The data below should be restated word for word, with every picture omitted.

[Labeled shape records]
******
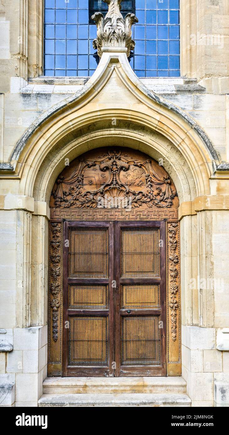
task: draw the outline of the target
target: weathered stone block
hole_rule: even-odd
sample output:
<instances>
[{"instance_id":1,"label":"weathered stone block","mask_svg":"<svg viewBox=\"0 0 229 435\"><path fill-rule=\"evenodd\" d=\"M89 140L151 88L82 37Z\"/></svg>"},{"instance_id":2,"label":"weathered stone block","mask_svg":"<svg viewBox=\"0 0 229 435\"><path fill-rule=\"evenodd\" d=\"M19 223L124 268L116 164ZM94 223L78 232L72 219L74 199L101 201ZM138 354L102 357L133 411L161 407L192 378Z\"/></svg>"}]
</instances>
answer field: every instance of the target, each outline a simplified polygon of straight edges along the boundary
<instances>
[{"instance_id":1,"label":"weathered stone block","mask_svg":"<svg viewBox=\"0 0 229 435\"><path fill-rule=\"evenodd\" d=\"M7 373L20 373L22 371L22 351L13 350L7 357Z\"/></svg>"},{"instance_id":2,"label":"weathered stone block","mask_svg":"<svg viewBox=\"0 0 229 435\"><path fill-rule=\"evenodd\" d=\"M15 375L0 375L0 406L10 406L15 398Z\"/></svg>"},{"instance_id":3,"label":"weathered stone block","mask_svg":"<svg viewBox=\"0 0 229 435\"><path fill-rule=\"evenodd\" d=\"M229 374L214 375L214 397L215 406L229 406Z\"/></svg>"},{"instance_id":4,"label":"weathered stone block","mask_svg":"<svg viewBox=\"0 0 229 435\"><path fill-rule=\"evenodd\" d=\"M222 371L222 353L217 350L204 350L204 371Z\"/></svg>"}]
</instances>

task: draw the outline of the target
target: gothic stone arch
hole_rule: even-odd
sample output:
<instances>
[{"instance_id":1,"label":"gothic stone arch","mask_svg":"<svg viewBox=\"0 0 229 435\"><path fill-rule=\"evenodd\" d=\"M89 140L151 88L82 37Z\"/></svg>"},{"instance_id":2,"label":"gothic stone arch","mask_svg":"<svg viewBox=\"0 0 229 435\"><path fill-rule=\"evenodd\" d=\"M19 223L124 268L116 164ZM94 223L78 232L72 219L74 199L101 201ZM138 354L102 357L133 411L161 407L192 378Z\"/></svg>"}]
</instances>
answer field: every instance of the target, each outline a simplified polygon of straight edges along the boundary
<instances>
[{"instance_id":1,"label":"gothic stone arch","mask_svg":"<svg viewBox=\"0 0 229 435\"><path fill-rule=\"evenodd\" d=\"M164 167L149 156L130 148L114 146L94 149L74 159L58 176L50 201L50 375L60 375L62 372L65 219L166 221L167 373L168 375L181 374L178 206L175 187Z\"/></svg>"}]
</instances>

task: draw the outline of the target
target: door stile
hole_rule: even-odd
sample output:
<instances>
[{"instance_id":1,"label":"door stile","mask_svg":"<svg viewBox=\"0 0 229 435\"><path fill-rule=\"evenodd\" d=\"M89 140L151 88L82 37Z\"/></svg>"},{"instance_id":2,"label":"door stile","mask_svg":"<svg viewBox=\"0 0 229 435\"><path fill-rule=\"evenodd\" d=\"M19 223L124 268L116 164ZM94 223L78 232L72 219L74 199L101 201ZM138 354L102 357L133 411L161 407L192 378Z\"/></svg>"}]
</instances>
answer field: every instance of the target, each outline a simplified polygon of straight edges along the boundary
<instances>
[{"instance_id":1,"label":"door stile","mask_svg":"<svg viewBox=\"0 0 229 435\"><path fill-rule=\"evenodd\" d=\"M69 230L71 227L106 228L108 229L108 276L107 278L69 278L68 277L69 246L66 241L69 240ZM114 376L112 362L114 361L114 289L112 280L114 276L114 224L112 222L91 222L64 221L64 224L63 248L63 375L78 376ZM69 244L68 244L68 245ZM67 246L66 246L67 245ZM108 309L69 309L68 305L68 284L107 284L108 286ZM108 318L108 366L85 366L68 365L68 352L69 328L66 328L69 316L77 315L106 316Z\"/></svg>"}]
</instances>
******
■ Answer to the problem:
task: draw the outline of the target
target: weathered stone block
hole_rule: even-odd
sample output:
<instances>
[{"instance_id":1,"label":"weathered stone block","mask_svg":"<svg viewBox=\"0 0 229 435\"><path fill-rule=\"evenodd\" d=\"M89 140L151 88L82 37Z\"/></svg>"},{"instance_id":2,"label":"weathered stone block","mask_svg":"<svg viewBox=\"0 0 229 435\"><path fill-rule=\"evenodd\" d=\"M19 223L124 268L116 164ZM94 223L78 232L72 219L74 199L101 201ZM138 354L102 357L133 411L161 407L192 378Z\"/></svg>"}]
</instances>
answer field: every instance of the target, each outline a simplified polygon of straight edges along the boundary
<instances>
[{"instance_id":1,"label":"weathered stone block","mask_svg":"<svg viewBox=\"0 0 229 435\"><path fill-rule=\"evenodd\" d=\"M7 373L20 373L22 371L22 351L13 350L7 357Z\"/></svg>"},{"instance_id":2,"label":"weathered stone block","mask_svg":"<svg viewBox=\"0 0 229 435\"><path fill-rule=\"evenodd\" d=\"M15 375L0 375L0 406L10 406L15 398Z\"/></svg>"},{"instance_id":3,"label":"weathered stone block","mask_svg":"<svg viewBox=\"0 0 229 435\"><path fill-rule=\"evenodd\" d=\"M229 374L214 375L214 397L215 406L229 406Z\"/></svg>"},{"instance_id":4,"label":"weathered stone block","mask_svg":"<svg viewBox=\"0 0 229 435\"><path fill-rule=\"evenodd\" d=\"M222 371L222 353L217 350L204 350L204 371Z\"/></svg>"}]
</instances>

task: draw the outline of the target
target: gothic stone arch
hole_rule: even-odd
sample output:
<instances>
[{"instance_id":1,"label":"gothic stone arch","mask_svg":"<svg viewBox=\"0 0 229 435\"><path fill-rule=\"evenodd\" d=\"M89 140L151 88L82 37Z\"/></svg>"},{"instance_id":2,"label":"gothic stone arch","mask_svg":"<svg viewBox=\"0 0 229 435\"><path fill-rule=\"evenodd\" d=\"M19 223L124 268L116 164ZM94 223L78 232L72 219L74 199L101 201ZM138 354L102 357L133 411L161 407L192 378Z\"/></svg>"}]
</instances>
answer field: every instance of the target, each outline a simplified polygon of straight edges along the boundary
<instances>
[{"instance_id":1,"label":"gothic stone arch","mask_svg":"<svg viewBox=\"0 0 229 435\"><path fill-rule=\"evenodd\" d=\"M164 167L149 156L130 148L114 146L94 149L74 159L58 176L50 201L50 375L60 375L62 372L65 219L166 221L167 373L168 375L181 374L178 206L175 187Z\"/></svg>"}]
</instances>

task: draw the outline of the target
target: door stile
hole_rule: even-odd
sample output:
<instances>
[{"instance_id":1,"label":"door stile","mask_svg":"<svg viewBox=\"0 0 229 435\"><path fill-rule=\"evenodd\" d=\"M89 140L151 88L82 37Z\"/></svg>"},{"instance_id":2,"label":"door stile","mask_svg":"<svg viewBox=\"0 0 229 435\"><path fill-rule=\"evenodd\" d=\"M19 223L124 268L116 164ZM94 223L78 232L72 219L74 199L101 201ZM138 354L102 357L133 411L161 407L192 378Z\"/></svg>"}]
</instances>
answer field: every instance of the target, each outline a simplified polygon of straight edges along the boundary
<instances>
[{"instance_id":1,"label":"door stile","mask_svg":"<svg viewBox=\"0 0 229 435\"><path fill-rule=\"evenodd\" d=\"M69 230L71 227L106 228L108 229L108 276L107 278L69 278L68 277L69 246L66 241L69 240ZM114 376L112 362L114 361L114 289L112 280L114 276L114 224L112 222L91 222L64 221L64 224L63 248L63 375L78 376ZM69 244L68 244L68 245ZM67 246L66 246L67 245ZM108 309L69 309L68 305L68 284L107 284L108 286ZM108 318L108 366L85 366L68 365L68 352L69 328L66 328L69 316L77 315L106 316Z\"/></svg>"}]
</instances>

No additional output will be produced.